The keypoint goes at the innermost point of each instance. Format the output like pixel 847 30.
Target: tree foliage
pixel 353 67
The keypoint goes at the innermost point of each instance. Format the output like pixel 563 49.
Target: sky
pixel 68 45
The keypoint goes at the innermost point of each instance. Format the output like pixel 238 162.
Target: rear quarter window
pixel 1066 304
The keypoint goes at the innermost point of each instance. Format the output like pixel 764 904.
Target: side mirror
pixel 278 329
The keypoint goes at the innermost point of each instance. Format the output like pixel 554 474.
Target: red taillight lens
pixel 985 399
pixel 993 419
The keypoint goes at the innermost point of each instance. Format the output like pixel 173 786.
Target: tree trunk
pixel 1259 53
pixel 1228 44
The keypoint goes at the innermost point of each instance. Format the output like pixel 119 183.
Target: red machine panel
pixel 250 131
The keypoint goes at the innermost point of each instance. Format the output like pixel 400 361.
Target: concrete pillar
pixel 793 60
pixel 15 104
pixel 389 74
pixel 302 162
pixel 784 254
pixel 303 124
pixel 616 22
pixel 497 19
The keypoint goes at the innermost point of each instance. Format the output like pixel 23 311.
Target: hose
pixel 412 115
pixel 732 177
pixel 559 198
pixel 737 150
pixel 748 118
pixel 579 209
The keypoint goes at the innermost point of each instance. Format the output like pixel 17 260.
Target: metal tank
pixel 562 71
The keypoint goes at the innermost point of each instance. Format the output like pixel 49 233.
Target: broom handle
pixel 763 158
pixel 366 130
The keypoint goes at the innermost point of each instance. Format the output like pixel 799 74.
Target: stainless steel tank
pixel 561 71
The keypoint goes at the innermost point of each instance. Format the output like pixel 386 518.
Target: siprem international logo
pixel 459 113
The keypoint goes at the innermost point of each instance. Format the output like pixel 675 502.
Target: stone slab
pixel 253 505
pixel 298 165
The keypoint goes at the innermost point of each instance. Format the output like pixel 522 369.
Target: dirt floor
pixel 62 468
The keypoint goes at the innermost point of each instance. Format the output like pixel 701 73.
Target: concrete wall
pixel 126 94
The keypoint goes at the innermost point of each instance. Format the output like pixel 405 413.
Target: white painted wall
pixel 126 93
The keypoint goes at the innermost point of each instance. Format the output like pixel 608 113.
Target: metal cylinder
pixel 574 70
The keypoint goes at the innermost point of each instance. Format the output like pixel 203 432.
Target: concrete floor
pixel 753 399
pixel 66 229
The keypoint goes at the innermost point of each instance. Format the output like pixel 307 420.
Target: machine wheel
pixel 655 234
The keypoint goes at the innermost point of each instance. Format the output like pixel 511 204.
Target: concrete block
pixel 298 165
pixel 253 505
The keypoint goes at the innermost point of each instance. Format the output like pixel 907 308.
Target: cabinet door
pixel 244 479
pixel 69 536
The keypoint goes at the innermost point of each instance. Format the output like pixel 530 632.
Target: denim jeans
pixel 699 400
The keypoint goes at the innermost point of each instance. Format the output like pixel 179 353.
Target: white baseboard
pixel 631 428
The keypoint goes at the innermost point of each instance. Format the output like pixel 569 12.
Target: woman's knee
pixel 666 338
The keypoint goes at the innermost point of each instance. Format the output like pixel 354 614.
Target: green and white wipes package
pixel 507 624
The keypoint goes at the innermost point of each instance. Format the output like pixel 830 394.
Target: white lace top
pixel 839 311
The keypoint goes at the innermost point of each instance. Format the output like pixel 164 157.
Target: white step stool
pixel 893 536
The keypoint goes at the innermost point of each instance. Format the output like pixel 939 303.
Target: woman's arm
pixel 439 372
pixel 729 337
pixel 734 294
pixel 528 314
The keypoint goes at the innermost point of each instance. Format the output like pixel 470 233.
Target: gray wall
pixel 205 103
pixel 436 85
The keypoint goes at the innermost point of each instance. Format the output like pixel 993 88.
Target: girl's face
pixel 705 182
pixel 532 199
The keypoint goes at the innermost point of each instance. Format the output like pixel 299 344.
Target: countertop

━━━━━━━━

__Action item__: Repeat the listing exactly.

__Completed exercise__:
The keypoint goes at the innermost point of each instance. Format the output like pixel 847 30.
Target: tree foliage
pixel 353 67
The keypoint goes at the innermost point of each instance. Format the output like pixel 563 49.
Target: sky
pixel 68 45
The keypoint goes at the innermost point of each instance. Format the output like pixel 238 162.
Target: rear quarter window
pixel 1066 304
The keypoint goes at the innermost point of each instance. Format the output like pixel 764 904.
Target: side mirror
pixel 278 329
The keypoint goes at the innermost point of each instance. Format the output like pixel 554 474.
Target: red taillight lens
pixel 985 399
pixel 993 419
The keypoint goes at the innermost point of each instance. Format the output like pixel 173 786.
Target: tree trunk
pixel 1259 53
pixel 1228 44
The keypoint goes at the innermost point of each instance. Format the output like pixel 119 183.
Target: red machine panel
pixel 250 131
The keypoint goes at the innermost point of each instance. Format the output like pixel 400 361.
Target: concrete pillar
pixel 793 60
pixel 15 104
pixel 389 74
pixel 302 162
pixel 784 254
pixel 303 124
pixel 616 22
pixel 497 19
The keypoint goes at the innermost point of each instance. Format the output like pixel 23 311.
Target: hose
pixel 412 115
pixel 732 177
pixel 559 198
pixel 737 150
pixel 748 118
pixel 579 209
The keypoint goes at the innermost point of each instance. Format the output like pixel 17 260.
Target: metal tank
pixel 562 71
The keypoint goes at the innermost point of each instance. Format the output like pixel 49 233.
Target: broom handle
pixel 763 158
pixel 366 130
The keypoint goes at the innermost point of each instance. Format the output like pixel 799 74.
Target: stainless steel tank
pixel 561 71
The keypoint goes at the innermost point of each instance. Format the output like pixel 386 518.
Target: siprem international logo
pixel 459 113
The keypoint goes at the innermost point of each instance. Format the output like pixel 675 502.
Target: stone slab
pixel 253 505
pixel 298 165
The keypoint goes at the innermost point of each instance. Format the output like pixel 522 369.
Target: dirt floor
pixel 62 468
The keypoint goes at the innermost point of each instance. Format the output like pixel 701 73.
Target: concrete wall
pixel 126 94
The keypoint goes at the innermost point of each instance. Format the output like pixel 405 413.
Target: white painted wall
pixel 126 93
The keypoint goes at the innermost point of each instance. Format the output like pixel 608 113.
Target: metal cylinder
pixel 574 70
The keypoint goes at the innermost point of each instance. Format the output like pixel 203 432.
Target: concrete floor
pixel 753 399
pixel 66 229
The keypoint goes at the innermost point of each instance. Format the output like pixel 307 420.
Target: machine wheel
pixel 655 234
The keypoint goes at the innermost point of each instance. Format the output like pixel 511 204.
Target: concrete block
pixel 298 165
pixel 253 505
The keypoint goes at the innermost point of each instance. Format the output like pixel 907 308.
Target: cabinet door
pixel 244 479
pixel 69 536
The keypoint goes at the innermost point of each instance. Format the output like pixel 530 632.
Target: denim jeans
pixel 699 400
The keypoint goes at the innermost point of each instance. Format the output like pixel 179 353.
Target: white baseboard
pixel 631 428
The keypoint goes at the innermost point of each instance. Format the output like pixel 569 12.
Target: woman's knee
pixel 666 338
The keypoint goes at the innermost point of each instance. Format the output like pixel 354 614.
Target: green and white wipes package
pixel 507 624
The keypoint goes at the innermost point of each instance. Format the output like pixel 830 394.
Target: white lace top
pixel 839 311
The keypoint goes at the innermost point of each instance. Format the output like pixel 164 157.
Target: white step stool
pixel 893 536
The keypoint goes at the innermost point of each instance. Format the output like pixel 939 303.
Target: woman's arm
pixel 439 372
pixel 729 337
pixel 734 294
pixel 528 314
The keypoint goes at the innermost point of each instance. Format the output like pixel 470 233.
Target: gray wall
pixel 205 103
pixel 436 85
The keypoint goes at the innermost point of each instance. Format the output like pixel 993 88.
Target: girl's face
pixel 705 182
pixel 532 199
The keypoint goes at the innermost point of each instance. Format the output like pixel 299 344.
Target: countertop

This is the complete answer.